[TEXTO DE LECTURA]
:::
El antropólogo Eduardo Menéndez sostiene que el proceso de alcoholización en muchas sociedades constituye un medio para llevar a cabo comportamientos ritualizados organizados en torno a la familia, amigos, ceremonias religiosas y cívicas. La repetición, la funcionalidad, hacen que se tienda a considerar normal el uso de alcohol tanto en lo festivo como en la vida cotidiana, cuando no lo es y un tercio de la población mundial no lo consume o lo hace en proporciones ínfimas.
La oscuridad de las relaciones sociales en la alimentación hace que muchas personas piensen el hambre como la falta de alimentos y no como la abundancia de desigualdad que la provoca. No hay que dudar que, en muchos casos de catástrofes naturales (plagas, inundaciones, sequías, erupciones, tsunamis), fueron las relaciones sociales las que causaron la hambruna. Generalmente por las condiciones sociales previas, porque era población pobre, de países pobres, que carecían de los servicios, los stocks , las carreteras o la capacidad de respuesta de sus Estados, que tal vez no hubieran podido evitar el evento natural, pero sí evitar la hambruna que le siguió.
:::
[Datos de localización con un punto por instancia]
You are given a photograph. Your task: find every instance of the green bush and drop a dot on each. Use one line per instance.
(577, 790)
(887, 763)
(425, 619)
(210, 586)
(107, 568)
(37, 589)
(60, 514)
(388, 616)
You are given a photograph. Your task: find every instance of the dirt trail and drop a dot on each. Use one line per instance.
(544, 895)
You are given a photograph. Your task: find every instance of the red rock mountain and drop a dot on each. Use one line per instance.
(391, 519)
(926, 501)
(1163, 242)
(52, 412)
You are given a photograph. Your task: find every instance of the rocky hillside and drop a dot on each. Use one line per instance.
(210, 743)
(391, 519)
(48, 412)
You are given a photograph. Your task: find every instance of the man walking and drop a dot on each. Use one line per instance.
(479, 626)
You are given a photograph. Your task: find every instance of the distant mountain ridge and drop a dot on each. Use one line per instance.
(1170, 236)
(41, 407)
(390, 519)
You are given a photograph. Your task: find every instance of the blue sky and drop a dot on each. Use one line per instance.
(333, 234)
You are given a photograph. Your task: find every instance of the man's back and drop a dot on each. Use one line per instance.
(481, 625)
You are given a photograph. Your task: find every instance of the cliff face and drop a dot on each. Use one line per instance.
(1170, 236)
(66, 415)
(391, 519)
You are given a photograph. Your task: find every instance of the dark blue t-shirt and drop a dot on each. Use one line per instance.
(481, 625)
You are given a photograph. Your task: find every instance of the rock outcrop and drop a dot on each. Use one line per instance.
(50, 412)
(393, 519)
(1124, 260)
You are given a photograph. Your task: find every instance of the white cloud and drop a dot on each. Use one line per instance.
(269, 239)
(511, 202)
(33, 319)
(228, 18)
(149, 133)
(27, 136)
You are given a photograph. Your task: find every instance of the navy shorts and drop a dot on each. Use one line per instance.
:::
[ACCIONES REQUERIDAS]
A) Reproduce el pasaje del texto de lectura comprendido entre "El antropólogo Eduardo" y "en proporciones ínfimas.", ambos incluidos.
B) Según el texto de lectura, ¿qué parte de la población mundial no consume alcohol o lo hace en proporciones ínfimas?

[SOLUCIONES DEL EJERCICIO]
A)
El antropólogo Eduardo Menéndez sostiene que el proceso de alcoholización en muchas sociedades constituye un medio para llevar a cabo comportamientos ritualizados organizados en torno a la familia, amigos, ceremonias religiosas y cívicas. La repetición, la funcionalidad, hacen que se tienda a considerar normal el uso de alcohol tanto en lo festivo como en la vida cotidiana, cuando no lo es y un tercio de la población mundial no lo consume o lo hace en proporciones ínfimas.

B) Un tercio de la población mundial.